- Page extract
┌────────

- Born: 1952 (age 73–74) Braunschweig, Germany
- Education: Hochschule für Musik Detmold
- Occupation: Operatic mezzo-soprano
- Organizations: Bavarian State Opera
- Website: www.corneliawulkopf.de

= Cornelia Wulkopf =

German opera singer (born 1952)

Cornelia Wulkopf (born 1952) is a German operatic mezzo-soprano and contralto. A long-time member of the Bavarian State Opera, she has performed leading parts at international opera houses and festivals. She made her debut at the Bayreuth Festival in the Jahrhundertring and sang in Franz Schmidt's oratorio Das Buch mit sieben Siegeln at the Salzburg Festival.

== Career ==
Born in Braunschweig, Wulkopf trained after school to be a nurse for children, from 1968 to 1971. She studied voice at the Hochschule für Musik Detmold with Helmut Kretschmar, Günther Weißenborn and Rainer Weber. In 1976, she was awarded first prize in the competition for German music colleges (Wettbewerb der deutschen Musikhochschulen) and won first prizes at the Bundeswettbewerb Gesang in Berlin, in the categories of Opera and Concert.

She made her stage debut in 1977 at the Bayreuth Festival as Floßhilde and Siegrune in the Jahrhundertring, the centenary production of Wagner's Der Ring des Nibelungen, conducted by Pierre Boulez and staged by Patrice Chéreau.

From the 1977/78 season, she was a member of the Bavarian State Opera in Munich, where she performed first as Erda in the Ring, then as Schwertleite and Waltraute, as Magdalene in Wagner's Die Meistersinger von Nürnberg, and Brangäne in his Tristan und Isolde. Leading roles included Orpheus in Gluck's Orpheus und Euridice, Ulrica" in Verdi's Ein Maskenball, Azucena in his Der Troubadour, and the Witch in Humperdinck's Hänsel und Gretel. In 1988, she was named a Bavarian Kammersängerin. From 1990, she has worked freelance. She performed as a guest at the house in roles such as the mother in Berg's Lulu in the 2015/16 season, conducted by Kirill Petrenko, alongside Marlis Petersen in the title role.

└────────

- Required task 1
According to the Cornelia Wulkopf biography, in what year was she named a Bavarian Kammersängerin?
- Required task 2
Reproduce everything in the Cornelia Wulkopf biography from "- Born: 1952" down to "singer (born 1952)".

- Data shown

┌────────

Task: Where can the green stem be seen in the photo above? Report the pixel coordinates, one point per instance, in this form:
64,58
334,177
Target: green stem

└────────

- Written response 1
1988

- Written response 2
- Born: 1952 (age 73–74) Braunschweig, Germany
- Education: Hochschule für Musik Detmold
- Occupation: Operatic mezzo-soprano
- Organizations: Bavarian State Opera
- Website: www.corneliawulkopf.de

= Cornelia Wulkopf =

German opera singer (born 1952)